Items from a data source
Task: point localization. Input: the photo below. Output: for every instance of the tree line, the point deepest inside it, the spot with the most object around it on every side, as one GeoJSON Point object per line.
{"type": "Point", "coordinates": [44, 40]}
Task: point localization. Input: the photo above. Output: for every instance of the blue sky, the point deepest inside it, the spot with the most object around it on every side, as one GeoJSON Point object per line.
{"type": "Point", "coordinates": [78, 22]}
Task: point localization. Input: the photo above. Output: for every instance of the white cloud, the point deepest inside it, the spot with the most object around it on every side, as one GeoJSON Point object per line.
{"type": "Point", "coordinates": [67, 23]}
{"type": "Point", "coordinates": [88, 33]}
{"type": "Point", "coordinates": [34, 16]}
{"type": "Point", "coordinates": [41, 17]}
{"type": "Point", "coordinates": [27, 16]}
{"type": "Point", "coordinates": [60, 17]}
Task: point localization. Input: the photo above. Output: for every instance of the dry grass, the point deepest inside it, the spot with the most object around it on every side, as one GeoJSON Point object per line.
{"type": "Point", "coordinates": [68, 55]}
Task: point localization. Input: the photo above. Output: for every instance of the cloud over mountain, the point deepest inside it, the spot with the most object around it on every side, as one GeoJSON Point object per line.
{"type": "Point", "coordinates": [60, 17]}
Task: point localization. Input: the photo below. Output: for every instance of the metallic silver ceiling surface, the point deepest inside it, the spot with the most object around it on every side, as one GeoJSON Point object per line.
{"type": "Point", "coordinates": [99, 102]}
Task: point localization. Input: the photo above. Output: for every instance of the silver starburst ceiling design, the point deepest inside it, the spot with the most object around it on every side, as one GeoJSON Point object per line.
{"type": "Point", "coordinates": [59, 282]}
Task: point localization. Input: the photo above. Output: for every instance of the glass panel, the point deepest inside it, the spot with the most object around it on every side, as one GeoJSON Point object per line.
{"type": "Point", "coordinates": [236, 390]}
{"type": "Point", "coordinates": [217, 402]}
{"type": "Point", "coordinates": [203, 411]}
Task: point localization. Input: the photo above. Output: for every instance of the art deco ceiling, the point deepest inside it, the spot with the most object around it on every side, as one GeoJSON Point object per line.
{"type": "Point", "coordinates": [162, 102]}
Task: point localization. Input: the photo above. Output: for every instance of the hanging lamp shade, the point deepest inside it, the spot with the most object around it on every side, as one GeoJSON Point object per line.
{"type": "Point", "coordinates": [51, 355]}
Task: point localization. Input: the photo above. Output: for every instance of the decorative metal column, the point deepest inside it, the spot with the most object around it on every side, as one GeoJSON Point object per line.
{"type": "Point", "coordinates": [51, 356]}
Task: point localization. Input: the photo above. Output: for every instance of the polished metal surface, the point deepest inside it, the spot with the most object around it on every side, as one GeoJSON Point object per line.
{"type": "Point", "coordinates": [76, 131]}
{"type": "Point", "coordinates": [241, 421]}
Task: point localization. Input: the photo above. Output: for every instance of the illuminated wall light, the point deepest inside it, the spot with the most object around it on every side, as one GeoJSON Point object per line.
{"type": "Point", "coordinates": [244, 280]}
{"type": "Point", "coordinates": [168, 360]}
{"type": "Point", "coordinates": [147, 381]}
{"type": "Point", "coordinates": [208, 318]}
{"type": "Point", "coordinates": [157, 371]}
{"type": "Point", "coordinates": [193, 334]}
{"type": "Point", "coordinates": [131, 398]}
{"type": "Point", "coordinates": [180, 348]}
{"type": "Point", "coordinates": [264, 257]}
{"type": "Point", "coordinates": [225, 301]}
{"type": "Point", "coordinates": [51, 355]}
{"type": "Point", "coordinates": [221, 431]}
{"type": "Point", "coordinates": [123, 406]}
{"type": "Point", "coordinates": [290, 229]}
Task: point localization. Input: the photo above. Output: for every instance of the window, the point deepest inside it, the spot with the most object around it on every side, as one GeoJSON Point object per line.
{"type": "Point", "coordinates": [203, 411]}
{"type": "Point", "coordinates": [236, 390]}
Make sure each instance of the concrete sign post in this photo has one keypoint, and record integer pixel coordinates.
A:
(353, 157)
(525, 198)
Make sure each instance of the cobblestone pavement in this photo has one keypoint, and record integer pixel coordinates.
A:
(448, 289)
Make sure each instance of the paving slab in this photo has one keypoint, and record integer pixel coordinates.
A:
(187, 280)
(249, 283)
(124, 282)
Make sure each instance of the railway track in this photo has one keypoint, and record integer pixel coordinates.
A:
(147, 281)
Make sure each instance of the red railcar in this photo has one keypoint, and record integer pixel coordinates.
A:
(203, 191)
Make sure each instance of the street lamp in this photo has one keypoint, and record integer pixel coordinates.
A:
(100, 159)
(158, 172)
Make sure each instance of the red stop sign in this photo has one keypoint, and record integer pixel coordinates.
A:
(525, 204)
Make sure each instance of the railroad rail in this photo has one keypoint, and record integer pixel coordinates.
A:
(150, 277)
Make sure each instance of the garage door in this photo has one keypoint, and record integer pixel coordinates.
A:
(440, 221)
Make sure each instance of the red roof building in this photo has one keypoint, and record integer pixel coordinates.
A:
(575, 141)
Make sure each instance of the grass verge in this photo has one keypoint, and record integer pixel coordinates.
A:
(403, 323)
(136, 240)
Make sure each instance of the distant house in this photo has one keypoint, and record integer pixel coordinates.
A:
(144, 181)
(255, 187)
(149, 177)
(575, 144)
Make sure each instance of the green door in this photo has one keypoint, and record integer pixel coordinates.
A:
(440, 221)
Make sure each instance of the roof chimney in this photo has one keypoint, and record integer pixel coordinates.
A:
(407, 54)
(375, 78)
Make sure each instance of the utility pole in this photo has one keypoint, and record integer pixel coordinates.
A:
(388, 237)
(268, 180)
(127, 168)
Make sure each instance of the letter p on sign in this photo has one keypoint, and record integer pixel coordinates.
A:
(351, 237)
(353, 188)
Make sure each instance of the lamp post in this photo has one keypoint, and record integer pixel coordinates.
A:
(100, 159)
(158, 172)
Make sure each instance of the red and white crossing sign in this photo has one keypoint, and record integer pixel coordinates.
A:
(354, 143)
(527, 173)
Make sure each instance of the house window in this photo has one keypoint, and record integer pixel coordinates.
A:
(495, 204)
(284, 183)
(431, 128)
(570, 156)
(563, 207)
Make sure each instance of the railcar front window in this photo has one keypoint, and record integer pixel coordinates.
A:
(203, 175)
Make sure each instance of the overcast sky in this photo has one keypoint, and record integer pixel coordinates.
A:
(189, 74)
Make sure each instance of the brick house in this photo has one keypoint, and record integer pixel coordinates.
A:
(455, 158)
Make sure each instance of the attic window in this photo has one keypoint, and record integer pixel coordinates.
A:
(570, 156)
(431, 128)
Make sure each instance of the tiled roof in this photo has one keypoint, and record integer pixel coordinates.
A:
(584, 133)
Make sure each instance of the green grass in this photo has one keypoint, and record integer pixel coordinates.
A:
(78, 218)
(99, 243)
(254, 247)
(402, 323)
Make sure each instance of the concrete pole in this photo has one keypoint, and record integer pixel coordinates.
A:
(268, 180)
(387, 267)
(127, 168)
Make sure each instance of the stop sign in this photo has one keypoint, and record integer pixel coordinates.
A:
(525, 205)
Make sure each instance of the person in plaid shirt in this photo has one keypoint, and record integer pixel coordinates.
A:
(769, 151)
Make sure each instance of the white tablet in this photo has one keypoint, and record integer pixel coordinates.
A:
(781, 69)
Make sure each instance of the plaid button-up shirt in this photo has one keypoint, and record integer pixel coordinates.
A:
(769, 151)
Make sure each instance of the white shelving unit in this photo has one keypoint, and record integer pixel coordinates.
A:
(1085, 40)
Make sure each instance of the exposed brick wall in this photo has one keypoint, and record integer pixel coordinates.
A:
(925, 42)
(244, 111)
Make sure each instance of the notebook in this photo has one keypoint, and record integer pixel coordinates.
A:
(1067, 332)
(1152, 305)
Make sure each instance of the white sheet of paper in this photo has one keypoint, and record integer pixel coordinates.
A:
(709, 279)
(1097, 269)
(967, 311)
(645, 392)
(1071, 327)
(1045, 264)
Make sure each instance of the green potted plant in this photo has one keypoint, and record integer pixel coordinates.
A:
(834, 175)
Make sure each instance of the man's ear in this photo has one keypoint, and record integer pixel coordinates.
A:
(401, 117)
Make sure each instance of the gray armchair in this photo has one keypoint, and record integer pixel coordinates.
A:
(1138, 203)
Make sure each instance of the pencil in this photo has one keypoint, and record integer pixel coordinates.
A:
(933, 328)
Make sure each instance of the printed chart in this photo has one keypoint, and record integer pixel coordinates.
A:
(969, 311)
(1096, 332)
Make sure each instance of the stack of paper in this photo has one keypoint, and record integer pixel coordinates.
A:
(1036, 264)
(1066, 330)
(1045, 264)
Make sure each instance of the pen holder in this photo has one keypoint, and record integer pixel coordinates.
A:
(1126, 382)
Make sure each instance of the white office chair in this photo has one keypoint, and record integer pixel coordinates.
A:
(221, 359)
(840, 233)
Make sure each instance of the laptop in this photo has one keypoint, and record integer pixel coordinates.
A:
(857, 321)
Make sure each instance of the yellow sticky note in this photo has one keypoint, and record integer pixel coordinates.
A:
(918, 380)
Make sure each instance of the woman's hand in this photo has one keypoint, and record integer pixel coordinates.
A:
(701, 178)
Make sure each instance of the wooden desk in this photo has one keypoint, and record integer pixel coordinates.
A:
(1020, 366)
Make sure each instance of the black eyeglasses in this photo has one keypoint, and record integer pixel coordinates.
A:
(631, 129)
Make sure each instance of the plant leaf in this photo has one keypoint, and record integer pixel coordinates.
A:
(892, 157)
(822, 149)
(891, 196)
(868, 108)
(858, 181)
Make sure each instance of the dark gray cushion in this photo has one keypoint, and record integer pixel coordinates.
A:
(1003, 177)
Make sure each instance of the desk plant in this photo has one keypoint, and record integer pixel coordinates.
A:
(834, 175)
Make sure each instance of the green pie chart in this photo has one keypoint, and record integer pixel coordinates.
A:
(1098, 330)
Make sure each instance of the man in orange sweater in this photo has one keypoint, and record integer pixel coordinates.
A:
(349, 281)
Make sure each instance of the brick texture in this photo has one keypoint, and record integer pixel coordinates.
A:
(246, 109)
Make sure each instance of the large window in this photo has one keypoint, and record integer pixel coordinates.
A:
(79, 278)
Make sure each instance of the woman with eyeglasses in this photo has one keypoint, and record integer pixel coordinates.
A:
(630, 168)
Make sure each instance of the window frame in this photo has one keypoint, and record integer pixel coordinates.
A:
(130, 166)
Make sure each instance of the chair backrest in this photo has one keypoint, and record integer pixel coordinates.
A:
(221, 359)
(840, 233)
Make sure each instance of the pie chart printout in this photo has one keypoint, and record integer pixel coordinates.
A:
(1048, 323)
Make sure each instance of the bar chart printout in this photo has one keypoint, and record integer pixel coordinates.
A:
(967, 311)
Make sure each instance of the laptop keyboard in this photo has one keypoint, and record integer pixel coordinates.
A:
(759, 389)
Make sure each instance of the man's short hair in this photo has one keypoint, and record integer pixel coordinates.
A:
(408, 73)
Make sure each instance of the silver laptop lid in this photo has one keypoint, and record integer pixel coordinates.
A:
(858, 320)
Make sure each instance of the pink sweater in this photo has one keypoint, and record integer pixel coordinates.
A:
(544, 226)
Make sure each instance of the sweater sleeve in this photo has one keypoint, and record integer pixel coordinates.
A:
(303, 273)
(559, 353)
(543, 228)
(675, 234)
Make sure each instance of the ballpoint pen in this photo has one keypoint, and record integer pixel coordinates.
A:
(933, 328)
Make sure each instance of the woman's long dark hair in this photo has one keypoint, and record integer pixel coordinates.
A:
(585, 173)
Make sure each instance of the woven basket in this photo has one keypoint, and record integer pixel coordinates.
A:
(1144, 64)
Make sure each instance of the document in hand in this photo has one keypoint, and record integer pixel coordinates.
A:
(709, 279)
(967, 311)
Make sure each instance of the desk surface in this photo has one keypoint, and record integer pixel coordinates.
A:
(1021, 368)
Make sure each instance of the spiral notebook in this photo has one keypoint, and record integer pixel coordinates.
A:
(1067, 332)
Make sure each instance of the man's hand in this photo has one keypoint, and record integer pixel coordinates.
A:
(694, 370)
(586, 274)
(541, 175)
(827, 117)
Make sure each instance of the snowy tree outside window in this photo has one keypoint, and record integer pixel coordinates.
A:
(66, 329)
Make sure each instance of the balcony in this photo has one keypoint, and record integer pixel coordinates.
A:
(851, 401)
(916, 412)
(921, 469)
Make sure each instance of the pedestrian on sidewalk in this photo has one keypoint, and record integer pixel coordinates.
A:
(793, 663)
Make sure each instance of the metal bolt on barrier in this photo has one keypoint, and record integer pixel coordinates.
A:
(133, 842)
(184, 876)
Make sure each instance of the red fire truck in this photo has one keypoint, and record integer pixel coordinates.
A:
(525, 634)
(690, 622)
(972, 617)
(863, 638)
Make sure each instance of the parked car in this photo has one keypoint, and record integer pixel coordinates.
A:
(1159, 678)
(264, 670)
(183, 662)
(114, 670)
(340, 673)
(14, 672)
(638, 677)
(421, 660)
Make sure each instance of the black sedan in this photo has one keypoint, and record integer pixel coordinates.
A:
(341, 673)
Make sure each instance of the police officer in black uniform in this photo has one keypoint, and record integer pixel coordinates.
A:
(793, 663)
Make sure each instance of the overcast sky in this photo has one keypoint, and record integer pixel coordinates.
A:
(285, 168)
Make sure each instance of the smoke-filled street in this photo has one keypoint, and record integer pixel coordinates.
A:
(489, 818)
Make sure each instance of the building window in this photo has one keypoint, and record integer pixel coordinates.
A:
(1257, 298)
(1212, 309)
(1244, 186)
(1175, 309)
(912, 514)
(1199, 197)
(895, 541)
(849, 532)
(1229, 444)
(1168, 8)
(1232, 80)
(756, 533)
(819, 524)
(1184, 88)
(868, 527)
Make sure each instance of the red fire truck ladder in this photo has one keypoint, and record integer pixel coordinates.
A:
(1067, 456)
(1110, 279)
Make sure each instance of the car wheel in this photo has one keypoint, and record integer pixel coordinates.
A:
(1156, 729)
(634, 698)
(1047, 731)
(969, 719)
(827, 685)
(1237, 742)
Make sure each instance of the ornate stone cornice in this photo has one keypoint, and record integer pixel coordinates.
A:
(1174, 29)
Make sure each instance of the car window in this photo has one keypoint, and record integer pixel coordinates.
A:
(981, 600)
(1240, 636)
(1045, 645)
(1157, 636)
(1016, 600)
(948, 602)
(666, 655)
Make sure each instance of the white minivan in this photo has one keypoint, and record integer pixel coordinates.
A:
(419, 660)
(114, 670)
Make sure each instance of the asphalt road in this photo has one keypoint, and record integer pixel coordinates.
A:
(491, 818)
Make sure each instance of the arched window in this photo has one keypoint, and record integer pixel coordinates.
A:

■ **What is needed**
Give only the number of lines above that hold the string "desk".

■ **Final answer**
3